[Natural language region descriptions]
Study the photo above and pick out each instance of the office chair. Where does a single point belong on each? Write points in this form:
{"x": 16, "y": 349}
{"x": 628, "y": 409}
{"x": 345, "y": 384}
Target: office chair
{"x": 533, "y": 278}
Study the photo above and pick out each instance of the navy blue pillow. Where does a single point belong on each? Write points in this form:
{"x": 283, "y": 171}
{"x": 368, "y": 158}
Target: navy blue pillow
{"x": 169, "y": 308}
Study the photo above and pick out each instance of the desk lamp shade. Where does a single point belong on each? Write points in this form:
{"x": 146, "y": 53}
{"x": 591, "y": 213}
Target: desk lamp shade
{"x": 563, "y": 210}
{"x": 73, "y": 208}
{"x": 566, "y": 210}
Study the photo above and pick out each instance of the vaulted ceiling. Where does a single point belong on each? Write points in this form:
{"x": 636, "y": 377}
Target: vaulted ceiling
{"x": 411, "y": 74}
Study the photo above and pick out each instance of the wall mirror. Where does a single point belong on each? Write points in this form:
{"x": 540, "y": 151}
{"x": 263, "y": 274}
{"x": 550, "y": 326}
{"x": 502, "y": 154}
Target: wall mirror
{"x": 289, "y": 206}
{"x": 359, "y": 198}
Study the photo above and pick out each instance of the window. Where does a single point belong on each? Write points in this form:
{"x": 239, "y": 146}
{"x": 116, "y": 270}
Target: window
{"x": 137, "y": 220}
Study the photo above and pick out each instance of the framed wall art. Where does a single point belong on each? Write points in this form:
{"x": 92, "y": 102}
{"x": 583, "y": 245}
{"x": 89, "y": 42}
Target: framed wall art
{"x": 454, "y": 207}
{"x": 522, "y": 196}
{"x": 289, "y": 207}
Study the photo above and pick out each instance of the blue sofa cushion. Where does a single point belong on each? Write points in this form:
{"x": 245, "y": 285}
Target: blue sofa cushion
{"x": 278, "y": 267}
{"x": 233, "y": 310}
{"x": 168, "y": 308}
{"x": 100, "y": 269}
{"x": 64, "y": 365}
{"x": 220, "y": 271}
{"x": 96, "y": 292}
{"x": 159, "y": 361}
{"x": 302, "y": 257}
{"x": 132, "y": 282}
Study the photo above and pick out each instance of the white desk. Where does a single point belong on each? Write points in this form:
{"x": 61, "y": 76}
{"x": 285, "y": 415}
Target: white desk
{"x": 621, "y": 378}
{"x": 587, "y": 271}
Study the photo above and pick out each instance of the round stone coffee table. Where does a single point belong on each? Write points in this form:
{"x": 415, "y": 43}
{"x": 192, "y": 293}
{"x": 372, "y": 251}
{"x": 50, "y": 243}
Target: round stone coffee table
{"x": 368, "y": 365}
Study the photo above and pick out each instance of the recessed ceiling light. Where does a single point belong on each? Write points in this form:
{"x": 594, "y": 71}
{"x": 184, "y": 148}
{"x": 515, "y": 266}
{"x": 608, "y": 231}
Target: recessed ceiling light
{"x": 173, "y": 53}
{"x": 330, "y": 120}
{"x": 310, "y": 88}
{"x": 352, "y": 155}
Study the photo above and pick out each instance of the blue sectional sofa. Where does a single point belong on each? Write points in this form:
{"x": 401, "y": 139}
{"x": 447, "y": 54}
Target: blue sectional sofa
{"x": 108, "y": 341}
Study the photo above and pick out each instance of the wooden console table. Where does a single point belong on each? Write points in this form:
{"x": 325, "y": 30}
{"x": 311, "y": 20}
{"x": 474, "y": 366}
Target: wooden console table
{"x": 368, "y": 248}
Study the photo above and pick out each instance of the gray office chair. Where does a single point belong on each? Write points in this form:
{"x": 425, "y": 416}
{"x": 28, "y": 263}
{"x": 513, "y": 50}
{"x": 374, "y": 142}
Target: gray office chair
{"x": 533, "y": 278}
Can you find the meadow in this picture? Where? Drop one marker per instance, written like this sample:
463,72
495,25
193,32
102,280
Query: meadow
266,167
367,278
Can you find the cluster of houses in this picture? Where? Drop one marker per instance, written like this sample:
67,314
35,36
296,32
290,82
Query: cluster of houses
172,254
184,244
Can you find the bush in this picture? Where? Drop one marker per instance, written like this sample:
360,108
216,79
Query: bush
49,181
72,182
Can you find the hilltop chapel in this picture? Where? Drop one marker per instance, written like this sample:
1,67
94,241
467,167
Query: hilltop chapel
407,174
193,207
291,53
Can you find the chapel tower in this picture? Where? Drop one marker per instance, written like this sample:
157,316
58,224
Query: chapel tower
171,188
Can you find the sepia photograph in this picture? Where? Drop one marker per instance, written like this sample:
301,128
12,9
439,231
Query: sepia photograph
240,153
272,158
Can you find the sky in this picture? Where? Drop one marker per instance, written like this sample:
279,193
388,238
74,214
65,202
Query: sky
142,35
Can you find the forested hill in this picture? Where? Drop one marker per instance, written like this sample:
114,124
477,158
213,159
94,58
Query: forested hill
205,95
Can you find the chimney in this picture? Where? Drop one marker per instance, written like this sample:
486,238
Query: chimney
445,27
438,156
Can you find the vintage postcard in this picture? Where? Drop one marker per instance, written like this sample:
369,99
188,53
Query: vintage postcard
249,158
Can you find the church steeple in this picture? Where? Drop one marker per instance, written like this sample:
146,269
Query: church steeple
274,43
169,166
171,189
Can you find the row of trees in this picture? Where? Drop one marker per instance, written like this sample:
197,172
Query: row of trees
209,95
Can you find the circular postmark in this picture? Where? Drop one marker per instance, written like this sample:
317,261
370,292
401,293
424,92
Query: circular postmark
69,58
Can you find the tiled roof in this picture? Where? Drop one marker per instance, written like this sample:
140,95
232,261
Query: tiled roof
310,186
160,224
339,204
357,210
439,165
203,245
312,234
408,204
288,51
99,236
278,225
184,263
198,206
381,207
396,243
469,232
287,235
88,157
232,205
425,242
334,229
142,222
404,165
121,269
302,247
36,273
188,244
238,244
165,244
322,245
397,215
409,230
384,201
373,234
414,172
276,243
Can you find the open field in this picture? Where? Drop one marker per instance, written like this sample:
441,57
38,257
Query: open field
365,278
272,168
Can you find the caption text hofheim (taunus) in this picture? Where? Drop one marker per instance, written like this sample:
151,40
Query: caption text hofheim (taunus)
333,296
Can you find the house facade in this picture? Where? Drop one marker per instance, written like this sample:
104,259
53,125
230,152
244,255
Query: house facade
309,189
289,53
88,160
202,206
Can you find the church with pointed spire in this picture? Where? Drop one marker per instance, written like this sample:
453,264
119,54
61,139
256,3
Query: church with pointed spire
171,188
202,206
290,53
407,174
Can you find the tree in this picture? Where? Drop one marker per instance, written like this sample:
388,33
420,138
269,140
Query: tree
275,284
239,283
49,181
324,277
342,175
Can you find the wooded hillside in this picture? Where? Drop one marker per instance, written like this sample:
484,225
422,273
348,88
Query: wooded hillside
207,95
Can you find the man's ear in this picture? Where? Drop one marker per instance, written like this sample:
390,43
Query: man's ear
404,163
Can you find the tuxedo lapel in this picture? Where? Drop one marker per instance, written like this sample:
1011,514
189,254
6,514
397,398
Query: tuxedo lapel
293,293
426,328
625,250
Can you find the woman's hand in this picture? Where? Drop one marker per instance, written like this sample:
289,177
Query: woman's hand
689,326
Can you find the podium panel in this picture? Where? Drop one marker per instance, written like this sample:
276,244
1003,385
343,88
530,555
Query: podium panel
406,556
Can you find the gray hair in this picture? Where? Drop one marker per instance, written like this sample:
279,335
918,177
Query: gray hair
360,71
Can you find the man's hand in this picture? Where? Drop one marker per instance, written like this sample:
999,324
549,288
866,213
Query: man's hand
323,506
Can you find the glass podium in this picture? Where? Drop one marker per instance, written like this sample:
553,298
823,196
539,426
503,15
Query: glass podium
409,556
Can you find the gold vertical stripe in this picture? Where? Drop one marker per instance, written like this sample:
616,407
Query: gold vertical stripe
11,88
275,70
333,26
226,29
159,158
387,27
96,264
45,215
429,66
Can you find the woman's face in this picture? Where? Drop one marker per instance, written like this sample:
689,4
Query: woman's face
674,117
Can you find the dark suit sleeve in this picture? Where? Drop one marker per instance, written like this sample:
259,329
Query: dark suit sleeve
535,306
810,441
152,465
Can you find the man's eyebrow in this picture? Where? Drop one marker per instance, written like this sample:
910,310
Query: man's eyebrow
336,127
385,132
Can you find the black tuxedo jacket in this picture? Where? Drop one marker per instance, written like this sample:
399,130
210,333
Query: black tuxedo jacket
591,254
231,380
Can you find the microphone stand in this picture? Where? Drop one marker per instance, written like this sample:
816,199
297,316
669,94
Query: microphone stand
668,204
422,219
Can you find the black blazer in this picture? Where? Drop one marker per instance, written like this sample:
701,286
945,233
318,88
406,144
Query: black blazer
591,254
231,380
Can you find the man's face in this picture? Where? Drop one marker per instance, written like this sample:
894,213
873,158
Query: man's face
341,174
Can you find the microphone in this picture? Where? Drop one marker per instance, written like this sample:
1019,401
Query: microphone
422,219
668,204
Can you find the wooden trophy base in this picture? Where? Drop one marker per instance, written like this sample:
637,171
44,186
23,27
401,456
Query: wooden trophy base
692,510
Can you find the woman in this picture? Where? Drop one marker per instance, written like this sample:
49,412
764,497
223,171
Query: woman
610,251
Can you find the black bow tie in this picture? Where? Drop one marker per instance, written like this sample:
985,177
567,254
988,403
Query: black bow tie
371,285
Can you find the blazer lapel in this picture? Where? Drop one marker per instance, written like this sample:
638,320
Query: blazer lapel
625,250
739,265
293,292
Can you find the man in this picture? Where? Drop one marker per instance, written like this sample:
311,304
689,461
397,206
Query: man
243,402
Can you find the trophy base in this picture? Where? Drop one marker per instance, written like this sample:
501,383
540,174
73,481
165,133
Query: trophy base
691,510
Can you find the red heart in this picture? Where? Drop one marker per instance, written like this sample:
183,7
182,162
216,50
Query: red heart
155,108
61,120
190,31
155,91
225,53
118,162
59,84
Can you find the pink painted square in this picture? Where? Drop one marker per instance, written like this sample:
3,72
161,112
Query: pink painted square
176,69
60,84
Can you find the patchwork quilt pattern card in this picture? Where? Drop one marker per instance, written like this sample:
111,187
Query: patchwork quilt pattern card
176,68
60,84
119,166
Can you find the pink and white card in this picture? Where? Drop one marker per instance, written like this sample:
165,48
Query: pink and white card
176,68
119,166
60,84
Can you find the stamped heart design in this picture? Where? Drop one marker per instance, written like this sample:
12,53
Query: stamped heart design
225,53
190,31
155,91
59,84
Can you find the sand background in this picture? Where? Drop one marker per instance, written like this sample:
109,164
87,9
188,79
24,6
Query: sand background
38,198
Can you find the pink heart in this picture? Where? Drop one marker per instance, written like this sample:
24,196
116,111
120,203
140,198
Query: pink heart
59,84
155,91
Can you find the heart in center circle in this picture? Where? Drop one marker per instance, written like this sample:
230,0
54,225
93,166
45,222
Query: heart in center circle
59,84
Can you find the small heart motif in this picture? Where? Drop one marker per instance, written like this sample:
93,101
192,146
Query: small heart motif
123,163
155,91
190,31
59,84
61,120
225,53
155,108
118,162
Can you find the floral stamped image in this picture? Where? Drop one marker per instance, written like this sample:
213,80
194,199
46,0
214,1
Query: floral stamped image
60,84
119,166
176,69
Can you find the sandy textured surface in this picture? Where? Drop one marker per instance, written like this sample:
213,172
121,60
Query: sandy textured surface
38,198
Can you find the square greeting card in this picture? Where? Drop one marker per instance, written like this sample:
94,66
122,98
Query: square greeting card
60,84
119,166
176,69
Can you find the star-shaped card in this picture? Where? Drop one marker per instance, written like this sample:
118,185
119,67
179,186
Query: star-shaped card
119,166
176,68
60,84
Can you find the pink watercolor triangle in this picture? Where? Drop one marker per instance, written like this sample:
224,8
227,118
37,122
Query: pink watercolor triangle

YOUR OBJECTIVE:
Copy each line of the data that contains the word "watercolor", leaving the other lines out.

ANSWER TO THE PROBLEM:
Can you find the pink watercolor triangle in this picture? Where? Drop one marker per instance, written like this sample:
Query: pink watercolor triangle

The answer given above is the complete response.